_Document section:_

This assignment is due Tuesday, March 26, 2023 at 11:59PM Central time.
HW1 had you use a sandbox to exploit a buffer overflow vulnerability and to construct a payload using MetaSploit. In this homework, we will use Ghidra, a tool created by the NSA for analyzing binaries, and LLVM, a compiler framework, to analyze and transform programs. Both are quite common tools used in the security community to conduct a variety of analyses.
While you should read this spec in its entirety, you can find the specific items to turn in by searching for "Turn-in".
Read this assignment document and complete the tasks described. The final deliverable is a zip file containing your written PDF report, your modified crackme (if you patched it), and a copy of your InstrumentFunctions.cpp LLVM pass. There is no length requirement or limit for the report, but I expect this will take 5 pages or fewer (depending on the size of your screenshots where appropriate).
Ensure that your name, VUNetID, and email address appear at the top of each of page.
Ensure that you have two sections to your submission labeled: Task 1 and Task 2.
I strongly recommend the use of LaTeX to complete this (and all) assignments. LaTeX is the lingua franca for scientific communication in computer science — every peer-reviewed publication I have submitted and reviewed has been written in LaTeX. You can use overleaf.com to help you write LaTeX documents. I have also created a template that you can copy, available here.
You can find the starter package at kjl.name/cs8395/hw2-baked.zip. You will find a file called crackme contained in the part-1 directory, and starter code in the part-2 directory.
A Crackme is a toy program that contains a small puzzle to solve. They are training tools for reverse engineering, a critical part of security. "Cracking" the crackme often consists of determining a "flag" or special value that causes the crackme to behave in some desirable way. In this assignment, you will download a crackme and use Ghidra to help determine or circumvent two value checks.
You can download the Crackme for this assignment in the starter package. This is a stripped 32-bit Linux ELF binary. You can run the program in the terminal with ./crackme password1 password2.

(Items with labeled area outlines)
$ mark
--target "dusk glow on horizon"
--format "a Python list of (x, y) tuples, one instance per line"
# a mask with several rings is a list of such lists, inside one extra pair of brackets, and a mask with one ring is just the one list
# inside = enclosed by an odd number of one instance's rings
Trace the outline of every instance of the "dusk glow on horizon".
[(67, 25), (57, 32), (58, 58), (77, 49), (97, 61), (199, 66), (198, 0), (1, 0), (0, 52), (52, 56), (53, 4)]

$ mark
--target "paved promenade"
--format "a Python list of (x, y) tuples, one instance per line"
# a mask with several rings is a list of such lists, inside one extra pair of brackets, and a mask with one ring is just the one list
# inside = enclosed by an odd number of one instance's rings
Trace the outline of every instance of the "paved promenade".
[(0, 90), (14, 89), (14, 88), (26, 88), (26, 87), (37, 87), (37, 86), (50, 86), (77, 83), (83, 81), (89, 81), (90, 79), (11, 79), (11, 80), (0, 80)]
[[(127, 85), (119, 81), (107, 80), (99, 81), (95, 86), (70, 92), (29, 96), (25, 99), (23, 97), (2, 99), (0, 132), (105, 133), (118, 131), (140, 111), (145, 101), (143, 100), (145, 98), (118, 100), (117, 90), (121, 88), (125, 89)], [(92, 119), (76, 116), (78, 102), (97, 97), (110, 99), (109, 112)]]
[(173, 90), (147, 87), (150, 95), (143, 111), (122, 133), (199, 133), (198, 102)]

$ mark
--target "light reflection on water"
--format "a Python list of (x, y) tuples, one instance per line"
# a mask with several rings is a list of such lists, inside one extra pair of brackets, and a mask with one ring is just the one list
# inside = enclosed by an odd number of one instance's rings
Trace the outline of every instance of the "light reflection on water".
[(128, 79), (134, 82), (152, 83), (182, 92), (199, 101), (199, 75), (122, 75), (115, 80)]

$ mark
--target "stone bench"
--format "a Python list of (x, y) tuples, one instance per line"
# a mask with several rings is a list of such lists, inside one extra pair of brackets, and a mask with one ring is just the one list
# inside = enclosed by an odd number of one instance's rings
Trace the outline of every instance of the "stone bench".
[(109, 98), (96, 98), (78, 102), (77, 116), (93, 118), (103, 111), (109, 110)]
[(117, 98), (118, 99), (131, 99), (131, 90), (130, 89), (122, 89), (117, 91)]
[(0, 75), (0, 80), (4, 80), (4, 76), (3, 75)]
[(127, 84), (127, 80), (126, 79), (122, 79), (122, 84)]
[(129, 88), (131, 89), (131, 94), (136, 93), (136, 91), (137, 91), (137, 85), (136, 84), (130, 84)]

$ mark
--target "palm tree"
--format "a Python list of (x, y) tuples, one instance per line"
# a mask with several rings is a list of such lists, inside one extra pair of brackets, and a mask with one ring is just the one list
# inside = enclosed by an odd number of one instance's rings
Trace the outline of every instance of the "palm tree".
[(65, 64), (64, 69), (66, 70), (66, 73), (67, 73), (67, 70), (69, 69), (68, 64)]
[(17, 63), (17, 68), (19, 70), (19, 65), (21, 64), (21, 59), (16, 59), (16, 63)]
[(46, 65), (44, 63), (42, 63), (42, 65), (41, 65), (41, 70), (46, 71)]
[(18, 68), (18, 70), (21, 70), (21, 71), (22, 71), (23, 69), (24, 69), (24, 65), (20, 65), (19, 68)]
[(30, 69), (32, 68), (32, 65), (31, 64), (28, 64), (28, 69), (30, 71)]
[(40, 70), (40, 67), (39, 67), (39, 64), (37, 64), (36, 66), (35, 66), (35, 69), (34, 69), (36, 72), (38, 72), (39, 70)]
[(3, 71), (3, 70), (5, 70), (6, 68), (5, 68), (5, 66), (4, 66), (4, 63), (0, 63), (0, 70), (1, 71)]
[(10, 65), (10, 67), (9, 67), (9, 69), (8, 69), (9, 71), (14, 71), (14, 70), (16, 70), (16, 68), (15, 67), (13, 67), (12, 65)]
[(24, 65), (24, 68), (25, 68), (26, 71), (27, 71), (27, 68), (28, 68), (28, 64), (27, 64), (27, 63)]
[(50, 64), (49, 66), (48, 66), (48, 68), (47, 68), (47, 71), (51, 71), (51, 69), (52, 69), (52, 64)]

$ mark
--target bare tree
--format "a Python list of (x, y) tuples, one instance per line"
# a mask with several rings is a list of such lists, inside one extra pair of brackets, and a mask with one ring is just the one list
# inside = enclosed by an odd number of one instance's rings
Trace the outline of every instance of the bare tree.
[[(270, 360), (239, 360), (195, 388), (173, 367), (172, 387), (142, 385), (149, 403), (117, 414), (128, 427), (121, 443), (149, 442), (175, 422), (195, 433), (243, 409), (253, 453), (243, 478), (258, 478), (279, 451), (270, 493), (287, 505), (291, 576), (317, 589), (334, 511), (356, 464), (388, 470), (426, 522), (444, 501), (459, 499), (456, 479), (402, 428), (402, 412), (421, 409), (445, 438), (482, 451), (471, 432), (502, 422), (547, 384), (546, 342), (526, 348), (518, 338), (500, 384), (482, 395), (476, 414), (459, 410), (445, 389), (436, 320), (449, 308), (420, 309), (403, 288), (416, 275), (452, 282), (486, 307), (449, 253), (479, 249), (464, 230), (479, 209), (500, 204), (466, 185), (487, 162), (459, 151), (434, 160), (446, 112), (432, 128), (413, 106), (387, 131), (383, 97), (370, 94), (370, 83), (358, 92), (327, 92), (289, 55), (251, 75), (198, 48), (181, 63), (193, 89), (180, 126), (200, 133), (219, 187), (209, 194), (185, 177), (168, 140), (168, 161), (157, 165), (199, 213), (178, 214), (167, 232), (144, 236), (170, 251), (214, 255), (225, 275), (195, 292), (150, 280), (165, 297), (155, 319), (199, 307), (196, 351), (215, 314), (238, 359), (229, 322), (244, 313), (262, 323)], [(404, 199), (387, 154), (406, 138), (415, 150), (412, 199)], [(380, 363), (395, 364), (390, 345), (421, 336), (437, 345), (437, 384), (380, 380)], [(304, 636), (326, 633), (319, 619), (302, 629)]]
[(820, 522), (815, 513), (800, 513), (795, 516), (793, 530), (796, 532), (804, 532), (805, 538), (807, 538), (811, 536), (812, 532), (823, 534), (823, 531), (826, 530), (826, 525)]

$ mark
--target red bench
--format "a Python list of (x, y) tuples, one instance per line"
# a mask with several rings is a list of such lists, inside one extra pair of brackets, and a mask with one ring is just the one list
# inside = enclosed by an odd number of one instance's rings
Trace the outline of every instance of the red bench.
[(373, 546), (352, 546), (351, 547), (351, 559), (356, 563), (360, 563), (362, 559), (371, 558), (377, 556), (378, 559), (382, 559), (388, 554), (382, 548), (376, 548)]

_List of tasks:_
1. According to the homework assignment above, what does the final zip file contain? List every item.
2. Translate this sentence from the homework assignment into Spanish: "A Crackme is a toy program that contains a small puzzle to solve."
3. Rewrite the paragraph of the homework assignment that begins "Read this assignment document and complete the tasks described" as a short bulleted list that keeps its main facts.

_Per-task answers:_
1.
- The written PDF report
- The modified crackme, if it was patched
- A copy of the InstrumentFunctions.cpp LLVM pass

2. Un crackme es un programa de juguete que contiene un pequeño acertijo por resolver.

3.
- Read the assignment document and complete the tasks it describes.
- Submit a zip file with the written PDF report, the modified crackme (if patched) and a copy of the InstrumentFunctions.cpp LLVM pass.
- The report has no length requirement or limit but is expected to take 5 pages or fewer, depending on screenshot size.